_TASK STATEMENT_.
Please copy the records below word for word, starting at the line that contains "[Batch spec] Target class: metal rim" and ending at the last line of the records. Leave the pictures out of your answer.
-.-.-
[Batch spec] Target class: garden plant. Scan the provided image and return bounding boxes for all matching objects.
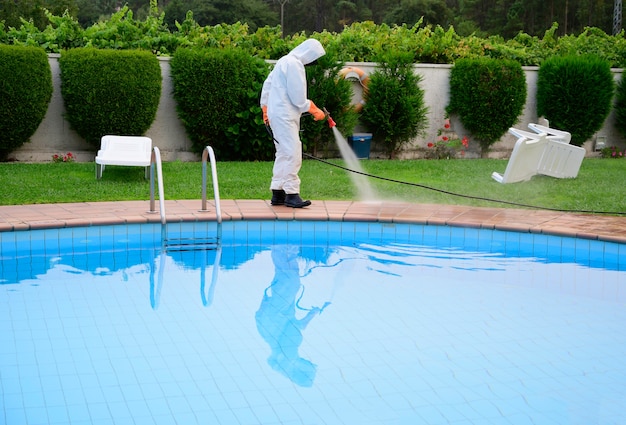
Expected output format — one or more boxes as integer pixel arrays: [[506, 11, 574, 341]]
[[446, 58, 527, 155], [537, 55, 615, 146], [59, 48, 161, 146], [0, 45, 52, 160]]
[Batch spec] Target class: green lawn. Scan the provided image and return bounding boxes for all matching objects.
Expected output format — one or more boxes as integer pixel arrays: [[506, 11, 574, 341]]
[[0, 158, 626, 214]]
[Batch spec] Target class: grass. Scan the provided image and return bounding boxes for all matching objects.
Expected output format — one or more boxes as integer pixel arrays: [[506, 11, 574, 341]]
[[0, 158, 626, 214]]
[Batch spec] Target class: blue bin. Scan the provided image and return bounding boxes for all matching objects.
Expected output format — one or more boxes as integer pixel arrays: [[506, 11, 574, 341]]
[[348, 133, 372, 159]]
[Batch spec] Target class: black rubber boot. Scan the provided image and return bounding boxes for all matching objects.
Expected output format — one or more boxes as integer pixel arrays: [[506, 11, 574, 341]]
[[271, 189, 286, 205], [285, 193, 311, 208]]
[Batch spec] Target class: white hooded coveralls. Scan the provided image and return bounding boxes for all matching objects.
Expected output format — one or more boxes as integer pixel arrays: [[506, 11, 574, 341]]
[[260, 38, 326, 195]]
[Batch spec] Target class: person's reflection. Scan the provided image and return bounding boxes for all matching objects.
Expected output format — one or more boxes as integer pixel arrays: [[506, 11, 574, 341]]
[[256, 245, 328, 387]]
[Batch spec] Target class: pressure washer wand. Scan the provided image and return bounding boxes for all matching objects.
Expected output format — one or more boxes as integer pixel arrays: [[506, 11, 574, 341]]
[[322, 107, 337, 128]]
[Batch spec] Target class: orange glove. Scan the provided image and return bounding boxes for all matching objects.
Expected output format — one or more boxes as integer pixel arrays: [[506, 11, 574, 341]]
[[261, 105, 270, 123], [309, 100, 326, 121]]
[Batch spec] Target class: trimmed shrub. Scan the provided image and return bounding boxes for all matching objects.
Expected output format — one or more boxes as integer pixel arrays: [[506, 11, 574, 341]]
[[615, 74, 626, 136], [537, 55, 615, 146], [300, 50, 358, 157], [446, 58, 527, 155], [0, 45, 52, 160], [171, 49, 274, 161], [59, 48, 161, 146], [361, 52, 428, 158]]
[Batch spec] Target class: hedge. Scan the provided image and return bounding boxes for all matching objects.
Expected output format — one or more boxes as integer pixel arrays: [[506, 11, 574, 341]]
[[59, 48, 161, 146], [0, 45, 52, 160]]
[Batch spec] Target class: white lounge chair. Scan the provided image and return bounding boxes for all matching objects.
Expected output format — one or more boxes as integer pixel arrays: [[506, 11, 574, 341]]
[[96, 135, 152, 179], [528, 123, 572, 144], [491, 128, 585, 183]]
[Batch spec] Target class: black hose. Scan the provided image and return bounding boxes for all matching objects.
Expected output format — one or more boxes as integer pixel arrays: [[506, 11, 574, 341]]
[[303, 153, 626, 215]]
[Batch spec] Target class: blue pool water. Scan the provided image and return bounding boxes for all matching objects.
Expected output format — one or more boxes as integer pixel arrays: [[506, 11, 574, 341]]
[[0, 221, 626, 425]]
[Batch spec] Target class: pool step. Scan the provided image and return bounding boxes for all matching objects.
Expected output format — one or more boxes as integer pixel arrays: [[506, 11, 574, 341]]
[[164, 237, 219, 251]]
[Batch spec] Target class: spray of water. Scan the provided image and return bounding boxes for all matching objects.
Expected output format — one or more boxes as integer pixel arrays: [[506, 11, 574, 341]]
[[332, 127, 378, 201]]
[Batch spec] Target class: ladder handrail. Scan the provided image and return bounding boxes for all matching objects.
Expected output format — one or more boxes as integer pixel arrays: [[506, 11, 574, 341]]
[[150, 146, 166, 224], [201, 146, 222, 223]]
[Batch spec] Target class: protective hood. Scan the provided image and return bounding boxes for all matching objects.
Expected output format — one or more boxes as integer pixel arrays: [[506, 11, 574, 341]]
[[289, 38, 326, 65]]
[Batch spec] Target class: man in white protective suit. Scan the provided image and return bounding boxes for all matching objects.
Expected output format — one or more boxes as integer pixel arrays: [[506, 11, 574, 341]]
[[260, 38, 326, 208]]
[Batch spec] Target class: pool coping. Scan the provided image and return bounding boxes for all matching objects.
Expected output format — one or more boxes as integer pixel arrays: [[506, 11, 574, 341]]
[[0, 199, 626, 244]]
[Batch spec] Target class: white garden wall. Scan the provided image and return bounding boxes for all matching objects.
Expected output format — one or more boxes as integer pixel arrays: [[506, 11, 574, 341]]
[[10, 54, 626, 162]]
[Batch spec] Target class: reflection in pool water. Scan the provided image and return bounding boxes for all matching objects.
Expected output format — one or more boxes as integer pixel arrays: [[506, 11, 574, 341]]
[[0, 222, 626, 424], [256, 245, 330, 387]]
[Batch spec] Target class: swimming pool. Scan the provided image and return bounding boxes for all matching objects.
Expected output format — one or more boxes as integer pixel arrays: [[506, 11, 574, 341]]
[[0, 221, 626, 424]]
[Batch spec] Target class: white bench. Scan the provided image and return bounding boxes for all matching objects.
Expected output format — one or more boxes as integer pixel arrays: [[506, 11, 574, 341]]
[[96, 135, 152, 180]]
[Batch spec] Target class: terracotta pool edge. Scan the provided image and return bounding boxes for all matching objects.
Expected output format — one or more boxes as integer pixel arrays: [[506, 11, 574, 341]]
[[0, 200, 626, 244]]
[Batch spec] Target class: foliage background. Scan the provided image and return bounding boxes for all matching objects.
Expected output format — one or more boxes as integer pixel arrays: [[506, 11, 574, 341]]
[[59, 49, 161, 146], [0, 45, 52, 160], [0, 0, 613, 39], [0, 4, 626, 68]]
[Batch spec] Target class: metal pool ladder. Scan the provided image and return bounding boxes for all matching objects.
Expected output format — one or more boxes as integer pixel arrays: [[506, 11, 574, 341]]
[[150, 146, 222, 225], [150, 146, 167, 225], [200, 146, 222, 224]]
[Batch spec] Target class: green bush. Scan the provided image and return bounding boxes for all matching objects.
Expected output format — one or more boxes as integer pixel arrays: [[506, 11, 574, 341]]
[[537, 55, 615, 146], [301, 49, 358, 157], [0, 45, 52, 160], [446, 58, 527, 154], [361, 52, 428, 158], [171, 49, 274, 161], [615, 74, 626, 136], [59, 48, 161, 146]]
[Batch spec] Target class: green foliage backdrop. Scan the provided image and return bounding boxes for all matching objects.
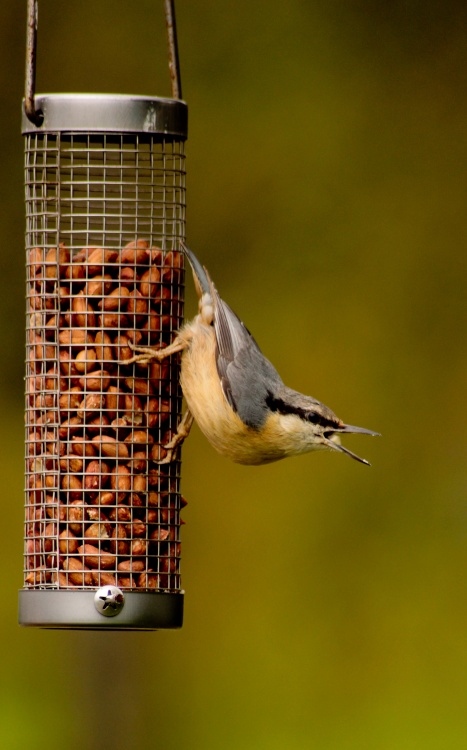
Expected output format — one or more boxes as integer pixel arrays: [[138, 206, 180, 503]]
[[0, 0, 467, 750]]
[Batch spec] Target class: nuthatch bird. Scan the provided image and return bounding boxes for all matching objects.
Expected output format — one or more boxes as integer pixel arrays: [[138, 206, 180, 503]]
[[125, 243, 378, 464]]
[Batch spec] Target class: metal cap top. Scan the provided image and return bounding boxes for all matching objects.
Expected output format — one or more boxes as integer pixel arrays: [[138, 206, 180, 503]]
[[22, 94, 188, 140]]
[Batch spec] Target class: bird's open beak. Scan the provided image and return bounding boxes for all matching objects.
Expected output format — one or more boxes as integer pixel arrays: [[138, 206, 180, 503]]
[[323, 424, 380, 466]]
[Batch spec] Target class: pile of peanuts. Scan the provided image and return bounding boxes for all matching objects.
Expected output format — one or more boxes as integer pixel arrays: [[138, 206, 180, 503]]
[[25, 240, 184, 591]]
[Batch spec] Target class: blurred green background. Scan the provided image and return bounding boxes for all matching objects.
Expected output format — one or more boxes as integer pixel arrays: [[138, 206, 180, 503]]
[[0, 0, 467, 750]]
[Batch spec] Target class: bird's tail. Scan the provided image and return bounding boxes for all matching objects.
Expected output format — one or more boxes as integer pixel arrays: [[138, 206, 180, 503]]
[[180, 241, 211, 299], [180, 241, 217, 325]]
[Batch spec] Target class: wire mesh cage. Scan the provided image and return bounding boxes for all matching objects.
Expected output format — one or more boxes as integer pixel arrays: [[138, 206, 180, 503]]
[[19, 5, 187, 629]]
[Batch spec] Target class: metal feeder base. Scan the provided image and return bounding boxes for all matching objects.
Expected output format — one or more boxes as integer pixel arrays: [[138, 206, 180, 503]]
[[19, 586, 183, 630]]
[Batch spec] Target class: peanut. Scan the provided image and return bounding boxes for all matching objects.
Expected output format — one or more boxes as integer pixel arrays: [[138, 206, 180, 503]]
[[25, 240, 183, 589]]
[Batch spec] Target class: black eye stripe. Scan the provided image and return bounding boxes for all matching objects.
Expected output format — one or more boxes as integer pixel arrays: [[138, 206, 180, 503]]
[[266, 393, 338, 432]]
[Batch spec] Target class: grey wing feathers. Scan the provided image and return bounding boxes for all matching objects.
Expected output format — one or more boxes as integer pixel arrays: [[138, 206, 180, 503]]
[[211, 292, 283, 428]]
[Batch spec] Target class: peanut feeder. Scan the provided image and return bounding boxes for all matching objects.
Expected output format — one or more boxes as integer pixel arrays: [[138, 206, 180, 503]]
[[19, 2, 187, 629]]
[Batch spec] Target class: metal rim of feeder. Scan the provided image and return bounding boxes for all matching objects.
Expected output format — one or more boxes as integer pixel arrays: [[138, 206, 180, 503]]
[[19, 0, 187, 630]]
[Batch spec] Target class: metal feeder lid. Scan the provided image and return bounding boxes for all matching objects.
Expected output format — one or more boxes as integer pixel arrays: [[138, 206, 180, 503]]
[[22, 94, 188, 140]]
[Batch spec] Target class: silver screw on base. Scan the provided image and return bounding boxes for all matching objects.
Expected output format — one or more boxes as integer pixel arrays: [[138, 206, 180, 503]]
[[94, 586, 125, 617]]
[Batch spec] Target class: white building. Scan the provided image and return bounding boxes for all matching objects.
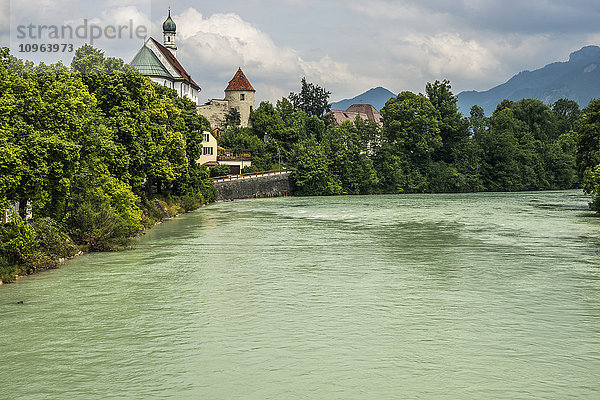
-.-.-
_OUTPUT OF THE TASK_.
[Batch spec] Target class: metal rim of feeder. Scan the provided image and return bounding boxes for all matching objects.
Expected output format — one or more boxes as integer pixel arrays: [[138, 206, 180, 503]]
[[19, 0, 187, 630]]
[Batch spec] Target class: metal feeder lid. Scan the provided image and return bounding boxes for all matching objects.
Expected output format — one or more boxes as integer pixel arrays: [[138, 206, 180, 503]]
[[22, 94, 188, 140]]
[Batch spec] Target class: silver screw on base. Scan the provided image and return bounding boxes for all matching objects.
Expected output format — one or more boxes as integer pixel arrays: [[138, 206, 180, 503]]
[[94, 586, 125, 617]]
[Batch spec] Target class: white building. Scan the provided image and return bounding boxes for all matching objects.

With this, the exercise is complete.